→ **TESTO FORNITO**:
..............................

La circolazione dei beni con provenienza donativa

di Margherita Caccetta

Notaio

Il contratto di donazione è disciplinato dall’articolo 769 del codice civile e attraverso tale tipo contrattuale il donante si spoglia del suo patrimonio per “trasferirlo” gratuitamente al donatario.

Infatti la donazione è caratterizzata dall’animus domandi e vede la compresenza di altri due elementi: quello del depauperamento del proprio patrimonio e quello dell’arricchimento del patrimonio del donatario.

Nonostante il profilo di gratuità, essendo moralmente implicante, il contratto di donazione deve essere accettato (anche perché esso inverte anche l’ordine dei soggetti tenuti agli alimenti ex articolo 433 c.c.): per il principio noto in diritto per cui “tertium beneficium non datur”.

Il contratto di donazione non pone particolari problemi nel momento in cui viene posto in essere ma deve essere ben soppesato e ben “riflettuto” soprattutto per gli effetti successivi che può provocare.

In relazione al contratto di donazione, rivestendo lana forma dell’atto pubblico va ricevuto dal Notaio ed in questo frangente la funzione di consiglio che il Notaio è chiamato a svolgere ha un ruolo particolarmente attivo.

..............................

→ **VOCI FORNITE**:
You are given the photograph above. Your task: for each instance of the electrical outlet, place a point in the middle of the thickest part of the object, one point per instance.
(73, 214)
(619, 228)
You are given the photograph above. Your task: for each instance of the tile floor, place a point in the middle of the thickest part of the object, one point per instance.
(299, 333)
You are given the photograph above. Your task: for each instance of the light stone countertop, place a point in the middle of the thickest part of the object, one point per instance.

..............................

→ **COMPITO ASSEGNATO 1**:
Secondo il testo sulla circolazione dei beni donati, quale articolo del codice civile disciplina il contratto di donazione?
→ **COMPITO ASSEGNATO 2**:
Prosegui il testo sulla circolazione dei beni con provenienza donativa, riprendendo subito dopo la sua ultima frase.

→ **RISPOSTA SCRITTA 1**:
L'articolo 769 del codice civile.

→ **RISPOSTA SCRITTA 2**:
Il problema principale riguardante il contratto di donazione è relativo alla circolazione del bene dopo la donazione, soprattutto per lo stretto legame tra donazione e successione tanto che alcuni autori considerano la donazione come un anticipo sulla successione ed ecco che, il Notaio, ha il compito di consigliare il donante nel porre in essere una donazione consapevole.

In particolare, il contratto di donazione può generare criticità quando il donante, che pone in essere la donazione, ha dei legittimari.

Il nostro ordinamento prevede che una limitata cerchia di soggetti (coniuge e figli ed in mancanza gli ascendenti) non possa essere pregiudicata da atti posti in essere in vita dal de cuius quali appunto le liberalità o disposizioni mortis causa che eccedano la quota c.d. disponibile del suo patrimonio.

Si capisce dunque che, un volta parte la successione, l’acquirente del bene, a sua volta oggetto di donazione precedente, possa non vedere stabilizzato il suo acquisto in quanto potrà essere oggetto di azione di restituzione qualora il de cuius abbia “esaurito” la c.d. disponibile.

La donazione può essere oggetto di azione di riduzione ai sensi dell’articolo 563 codice civile e conseguentemente di azione di restituzione nei confronti del donatario e dei terzi aventi causa.

Si tratta ovviamente di donazione diretta e non dei casi di donazione indiretta che le parti possono realizzare: quest’ultime non sono oggetto di azione di restituzione per un principio di certezza dei traffici giuridici.

La dottrina ha elaborato vari rimedi alla problematica della successiva circolazione del bene quali:

-la prestazione di una fideiussione bancaria

-il mutuo dissenso dell’atto di donazione

-la rinuncia all’azione di restituzione (da usare con particolare cautela in quanto alcune Conservatorie non consentono di dare pubblicità a tale negozio)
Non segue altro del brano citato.